● Entries:
__________

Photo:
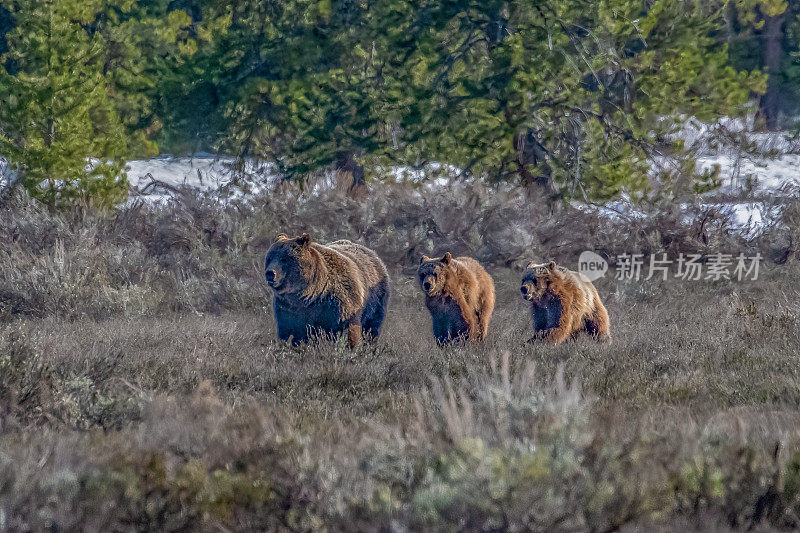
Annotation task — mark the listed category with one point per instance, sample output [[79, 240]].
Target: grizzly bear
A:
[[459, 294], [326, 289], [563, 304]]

__________

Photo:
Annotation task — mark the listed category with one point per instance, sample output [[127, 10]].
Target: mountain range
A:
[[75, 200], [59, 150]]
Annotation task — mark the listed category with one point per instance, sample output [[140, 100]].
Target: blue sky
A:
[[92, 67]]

__________

● Written task: Pick out each line in the records above that contains the word "mark", and copy those lines.

● Exercise solution:
Annotation task — mark the listed category with one point per instance, sample output [[79, 240]].
Annotation task — mark the listed category with one point per instance, sample output [[127, 10]].
Annotation task — mark the listed category with one point per instance, sample output [[140, 100]].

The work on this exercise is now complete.